VENTURA, Calif. -- After listening to four hours of public comments, the Ventura City Council voted to postpone the vote on whether to move the Father Junipero Serra Statue in front of city hall until next Wednesday, July 15.
Mayor Matt LaVere recused himself from the vote because he took a position and signed a statement to safely move the statue after meeting with Fr. Tom Elewaut and Tribal Chair Julie Tumamit last month.
People visiting the statue on Tuesday night wondered if it will be moved overnight.
A couple of young people tore down a Save Serra banner before 11 p.m. and took a flag down, too. Both items had been placed on a chain link fence put up around the stature to protect it from being knocked down.
There are surveillance cameras in place, too.
The first statue placed in front of the Ventura City Hall was created by John Palo-Kangas and dedicated in 1936.
When it was showing signs of age, the original cement statue was replaced in 1989 by a statue made by the late Wilbur Rubottom. The newer bronze statue is not considered a landmark.
Attorney Mike Alti threatened the city of Ventura with a lawsuit if it moves the statue in a rushed process.
Some people worry if they don't move it soon it will be damaged by violence.
Peaceful protesters, last month, were told by Chumash Elders not to harm it before it could be removed.
Fourth of July demonstrations brought people for and against the statue's location face-to-face.
When Chumash Elders met with Mayor Matt LaVere and Fr. Tom Elewaut, the pastor of the San Buenaventura Mission, in June, they discussed relocating the statue to the Mission Serra founded.
"We are of one mind that we do not want this to be done in a violent way or disrespectful manner and so we entered a joint statement of solidarity to have public comment and input for the relocation of the statue," said Elewaut.
A similar statue was beheaded at the Old Mission Santa Barbara in 2017 after Serra became a Saint.
"There are those who want to whitewash historical fact. To say Junipero Serra and the Mission era had no ill effect on the indigenous people known as Chumash is false. Throughout the state of Alta California, tens of thousands died due to European disease that the Chumash had no immune system to fight these diseases. To say that St. Junipero Serra is another Hitler or that the missions were concentration camps to exterminate the Chumash is also categorically false," wrote Elewaut in a newsletter last month.
He said the Archdiocese of Los Angeles is open to moving it to the mission grounds.
Some public speakers would like to see the issue placed on an upcoming ballot. It appears too late to make it onto the November ballot and would cost an estimate $250,000 to place it on a future ballot.
People taking pictures of the fenced-off statue suggested replacing it with a statue of the Jim Carrey character Ace Ventura or a famous local surfer.
Many of the people making comments during the long meeting said now is time to recognize the distress it causes native people who see it daily on the property at the top of California St. in the roundabout in front of Ventura City Hall.
The San BuenaVentura Mission is just a couple blocks away.
Mayor LaVere said the city needs to protect the statue while they figure it out.
He said Fr. Tom is ready to accept it. He agreed it was the right thing to do in order to respect he feeling of the Chumash.

☆ ☆ ☆ ☆ ☆

Rewrite the Serra statue article from "People visiting the" to "dedicated in 1936.", putting "metal barrier" in place of "chain link fence". None of the data after this point is needed.

☆ ☆ ☆ ☆ ☆

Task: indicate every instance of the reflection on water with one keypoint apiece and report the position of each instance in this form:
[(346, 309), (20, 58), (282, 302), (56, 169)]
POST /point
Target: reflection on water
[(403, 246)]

☆ ☆ ☆ ☆ ☆

[Completed exercise]
People visiting the statue on Tuesday night wondered if it will be moved overnight.
A couple of young people tore down a Save Serra banner before 11 p.m. and took a flag down, too. Both items had been placed on a metal barrier put up around the stature to protect it from being knocked down.
There are surveillance cameras in place, too.
The first statue placed in front of the Ventura City Hall was created by John Palo-Kangas and dedicated in 1936.